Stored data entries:
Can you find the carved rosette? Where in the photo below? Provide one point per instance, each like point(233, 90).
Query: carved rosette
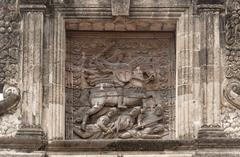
point(231, 91)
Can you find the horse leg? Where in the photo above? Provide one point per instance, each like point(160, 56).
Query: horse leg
point(96, 108)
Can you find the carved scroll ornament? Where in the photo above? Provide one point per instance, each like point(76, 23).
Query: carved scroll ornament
point(11, 97)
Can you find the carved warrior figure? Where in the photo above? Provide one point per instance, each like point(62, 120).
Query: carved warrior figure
point(112, 82)
point(126, 89)
point(97, 130)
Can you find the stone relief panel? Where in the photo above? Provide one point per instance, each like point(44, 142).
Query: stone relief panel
point(9, 54)
point(120, 85)
point(231, 117)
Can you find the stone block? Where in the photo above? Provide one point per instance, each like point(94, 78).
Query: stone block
point(120, 27)
point(98, 26)
point(85, 26)
point(109, 27)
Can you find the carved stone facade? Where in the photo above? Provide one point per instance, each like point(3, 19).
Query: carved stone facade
point(232, 51)
point(123, 70)
point(115, 77)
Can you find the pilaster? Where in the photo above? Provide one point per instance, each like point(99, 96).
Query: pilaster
point(210, 59)
point(31, 67)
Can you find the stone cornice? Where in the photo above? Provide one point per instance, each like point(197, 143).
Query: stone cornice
point(31, 2)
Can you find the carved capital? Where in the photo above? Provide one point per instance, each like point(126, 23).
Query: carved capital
point(211, 131)
point(210, 5)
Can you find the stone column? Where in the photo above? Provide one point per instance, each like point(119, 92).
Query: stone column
point(210, 59)
point(31, 66)
point(54, 76)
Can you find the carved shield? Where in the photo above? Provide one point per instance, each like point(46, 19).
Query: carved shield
point(123, 75)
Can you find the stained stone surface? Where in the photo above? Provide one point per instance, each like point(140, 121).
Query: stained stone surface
point(72, 67)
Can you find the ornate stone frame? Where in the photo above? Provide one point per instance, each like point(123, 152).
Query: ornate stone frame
point(47, 38)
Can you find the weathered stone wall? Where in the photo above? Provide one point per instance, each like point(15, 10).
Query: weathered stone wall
point(32, 58)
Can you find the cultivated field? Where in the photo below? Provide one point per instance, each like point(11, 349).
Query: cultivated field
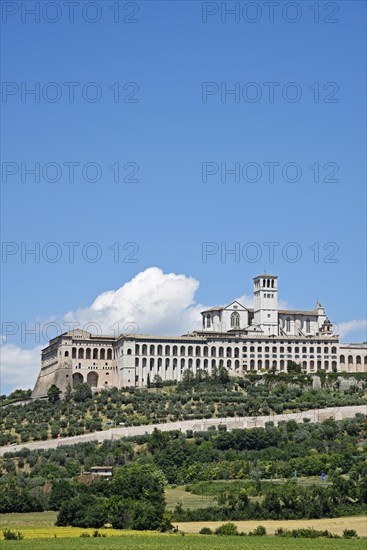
point(40, 532)
point(187, 542)
point(334, 525)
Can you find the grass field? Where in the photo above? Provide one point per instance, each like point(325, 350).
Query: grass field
point(40, 526)
point(334, 525)
point(188, 500)
point(187, 542)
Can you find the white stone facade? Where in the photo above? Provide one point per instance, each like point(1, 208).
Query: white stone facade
point(238, 338)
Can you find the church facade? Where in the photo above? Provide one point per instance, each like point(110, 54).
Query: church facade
point(238, 338)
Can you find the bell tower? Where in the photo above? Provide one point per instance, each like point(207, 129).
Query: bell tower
point(266, 303)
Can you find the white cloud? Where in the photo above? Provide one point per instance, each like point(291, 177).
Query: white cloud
point(153, 301)
point(157, 302)
point(19, 367)
point(351, 326)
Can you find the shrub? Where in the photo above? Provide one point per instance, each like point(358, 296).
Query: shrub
point(206, 531)
point(12, 535)
point(227, 529)
point(349, 533)
point(259, 531)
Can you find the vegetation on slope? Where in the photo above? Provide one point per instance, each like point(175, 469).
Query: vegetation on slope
point(198, 397)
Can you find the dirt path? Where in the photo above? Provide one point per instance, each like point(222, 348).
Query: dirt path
point(315, 415)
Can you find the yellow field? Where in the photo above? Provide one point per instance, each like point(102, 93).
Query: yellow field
point(40, 525)
point(334, 525)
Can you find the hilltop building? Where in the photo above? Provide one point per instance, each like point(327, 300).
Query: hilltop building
point(239, 338)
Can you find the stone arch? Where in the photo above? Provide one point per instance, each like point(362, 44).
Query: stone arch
point(92, 379)
point(77, 379)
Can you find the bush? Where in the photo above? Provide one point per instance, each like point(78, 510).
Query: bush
point(12, 535)
point(227, 529)
point(206, 531)
point(259, 531)
point(349, 533)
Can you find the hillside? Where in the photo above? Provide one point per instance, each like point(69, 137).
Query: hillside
point(201, 397)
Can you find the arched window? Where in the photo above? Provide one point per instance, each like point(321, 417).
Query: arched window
point(235, 320)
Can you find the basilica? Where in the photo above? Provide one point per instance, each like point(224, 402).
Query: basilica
point(239, 338)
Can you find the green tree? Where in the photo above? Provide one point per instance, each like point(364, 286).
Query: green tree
point(53, 394)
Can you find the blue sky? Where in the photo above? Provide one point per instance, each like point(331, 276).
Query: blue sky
point(168, 133)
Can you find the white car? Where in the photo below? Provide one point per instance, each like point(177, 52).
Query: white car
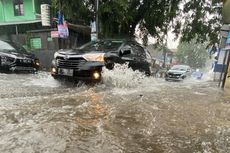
point(178, 73)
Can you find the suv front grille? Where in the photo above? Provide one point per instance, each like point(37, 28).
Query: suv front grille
point(72, 63)
point(24, 62)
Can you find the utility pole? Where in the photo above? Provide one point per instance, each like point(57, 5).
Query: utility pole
point(97, 22)
point(166, 41)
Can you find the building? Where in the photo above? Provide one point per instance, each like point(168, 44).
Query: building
point(20, 21)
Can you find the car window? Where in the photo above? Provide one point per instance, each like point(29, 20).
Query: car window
point(106, 46)
point(11, 46)
point(138, 50)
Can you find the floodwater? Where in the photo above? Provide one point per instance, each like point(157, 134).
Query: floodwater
point(127, 113)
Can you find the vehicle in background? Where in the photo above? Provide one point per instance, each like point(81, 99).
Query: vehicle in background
point(197, 74)
point(15, 58)
point(86, 62)
point(178, 73)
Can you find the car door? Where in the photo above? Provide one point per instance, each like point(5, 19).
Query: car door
point(134, 55)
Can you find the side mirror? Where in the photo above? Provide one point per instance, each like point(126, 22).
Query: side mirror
point(125, 51)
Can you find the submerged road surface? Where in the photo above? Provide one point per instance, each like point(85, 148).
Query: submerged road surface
point(127, 113)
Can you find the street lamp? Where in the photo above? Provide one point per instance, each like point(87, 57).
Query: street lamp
point(97, 22)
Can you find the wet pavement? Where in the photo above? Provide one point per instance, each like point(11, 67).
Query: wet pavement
point(127, 113)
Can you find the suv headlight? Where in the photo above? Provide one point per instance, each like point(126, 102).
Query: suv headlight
point(7, 60)
point(99, 57)
point(56, 54)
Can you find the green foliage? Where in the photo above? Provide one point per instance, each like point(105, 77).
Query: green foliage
point(192, 53)
point(121, 17)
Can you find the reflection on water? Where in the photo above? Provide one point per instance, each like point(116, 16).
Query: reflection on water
point(127, 113)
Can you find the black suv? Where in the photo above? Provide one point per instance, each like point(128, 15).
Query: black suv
point(14, 58)
point(86, 62)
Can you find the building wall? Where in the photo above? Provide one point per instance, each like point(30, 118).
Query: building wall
point(7, 9)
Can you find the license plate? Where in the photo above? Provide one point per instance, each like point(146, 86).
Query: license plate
point(67, 72)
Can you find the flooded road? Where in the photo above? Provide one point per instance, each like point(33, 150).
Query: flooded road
point(127, 113)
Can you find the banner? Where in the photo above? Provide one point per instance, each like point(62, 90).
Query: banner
point(63, 30)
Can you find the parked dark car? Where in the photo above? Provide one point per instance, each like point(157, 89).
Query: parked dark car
point(15, 58)
point(86, 62)
point(178, 73)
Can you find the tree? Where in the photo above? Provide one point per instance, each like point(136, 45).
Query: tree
point(192, 53)
point(121, 17)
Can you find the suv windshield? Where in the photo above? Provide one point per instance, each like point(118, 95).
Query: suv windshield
point(105, 46)
point(7, 46)
point(179, 67)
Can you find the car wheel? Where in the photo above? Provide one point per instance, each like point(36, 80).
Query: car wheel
point(109, 65)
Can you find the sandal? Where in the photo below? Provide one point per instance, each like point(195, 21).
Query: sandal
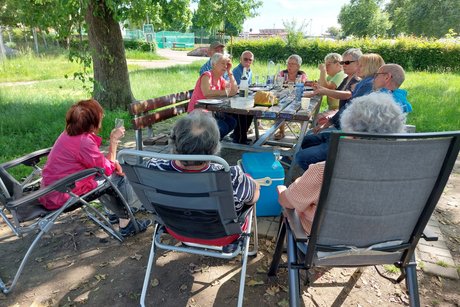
point(130, 230)
point(279, 135)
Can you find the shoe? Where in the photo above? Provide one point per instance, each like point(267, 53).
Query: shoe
point(279, 135)
point(113, 218)
point(230, 248)
point(130, 230)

Aim: Format the lines of the items above as a JSON list of strings, one string per line and no blank lines, starting with the line containing "Can you find the carved stone" and continuing through the line containing "point(210, 5)".

Answer for this exercise:
[
  "Can you find the carved stone facade? Where in the photo above? Provide one point per instance, each like point(3, 19).",
  "Query: carved stone facade",
  "point(232, 51)",
  "point(123, 70)",
  "point(115, 77)",
  "Can you find the pilaster? Where in the photo above? Provide one point per instance, each like point(99, 96).",
  "Query: pilaster",
  "point(210, 59)",
  "point(31, 67)",
  "Can you find the stone cornice? Where in the photo above? Provide one point per instance, each like point(197, 143).",
  "Query: stone cornice",
  "point(31, 2)",
  "Can you find the carved capital? Where in the photo above? Provide one point per instance, each like point(126, 23).",
  "Query: carved capital",
  "point(211, 131)",
  "point(210, 5)"
]